Extracted text —
- Opening Delimiter -

Pandemic (H1N1) 2009 influenza virus induces weaker host immune responses in vitro: a possible mechanism of high transmissibility.

BACKGROUND: The world has recently overcome the first influenza pandemic of the 21st century caused by a novel H1N1 virus (pH1N1) which is a triple reassortant comprising genes derived from avian, human, and swine influenza viruses and antigenically quite different from seasonal H1N1 strains. Although the case fatality rates have decreased in many developed countries, the situation is still alarming in many developing countries including India where considerable numbers of new cases are appearing everyday. There is still a high morbidity and mortality of susceptible adult as well as young population without having underlying health issues due to the influenza infection. RESULTS: To achieve a better understanding of the risk posed by the pH1N1 and to understand its pathogenicity, we studied the host gene expression response to Indian isolate of pH1N1 infection and compared it with seasonal H1N1 infection. The response was studied at four different time points (4, 8, 16 and 24 h) post infection (hpi) in A549 cells using microarray platform. We found that pH1N1 induces immune response earlier than seasonal H1N1 viruses, but at the later stages of infection there is a suppression of host immune responses. The infection with pH1N1 resulted in considerable decrease in the expression of cytokine and other immune genes namely IL8, STAT1, B2 M and IL4 compared to seasonal H1N1. CONCLUSION: We propose that the inability to induce strong innate immune response could be a reason for the high transmissibility, pathogenicity and mortality caused by pH1N1 virus.

Host gene expression profiling in influenza A virus-infected lung epithelial (A549) cells: a comparative analysis between highly pathogenic and modified H5N1 viruses.

BACKGROUND: To understand the molecular mechanism of host responses to highly pathogenic avian influenza virus infection and to get an insight into the means through which virus overcomes host defense mechanism, we studied global gene expression response of human lung carcinoma cells (A549) at early and late stages of infection with highly pathogenic avian Influenza A (H5N1) virus and compared it with a reverse genetics modified recombinant A (H5N1) vaccine virus using microarray platform. RESULTS: The response was studied at time points 4, 8, 16 and 24 hours post infection (hpi). Gene ontology analysis revealed that the genes affected by both the viruses were qualitatively similar but quantitatively different. Significant differences were observed in the expression of genes involved in apoptosis and immune responses, specifically at 16 hpi. CONCLUSION: We conclude that subtle differences in the ability to induce specific host responses like apoptotic mechanism and immune responses make the highly pathogenic viruses more virulent.

- Closing Delimiter -

Data excerpt —

- Opening Delimiter -

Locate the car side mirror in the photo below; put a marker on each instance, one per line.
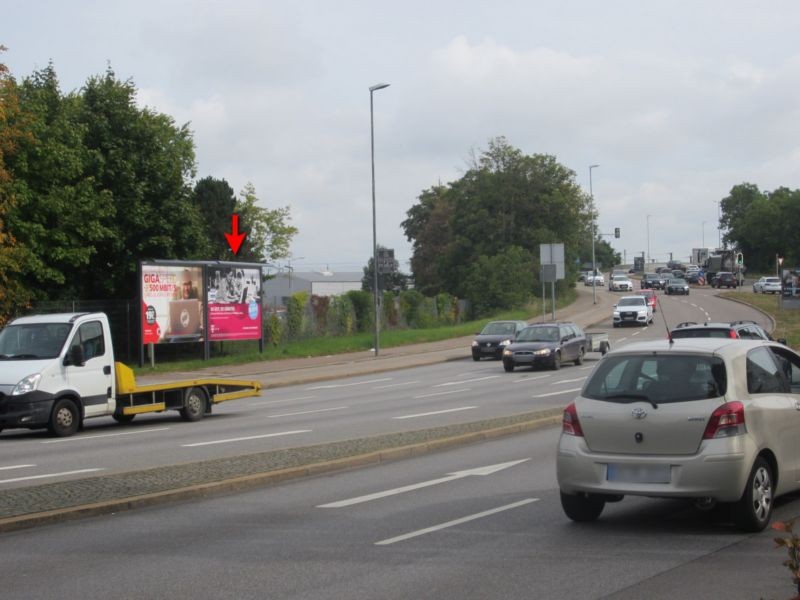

- Closing Delimiter -

Work order — Transcribe the passage of the influenza abstracts starting with "Host gene expression profiling" and going on through "modified H5N1 viruses.".

Task output —
Host gene expression profiling in influenza A virus-infected lung epithelial (A549) cells: a comparative analysis between highly pathogenic and modified H5N1 viruses.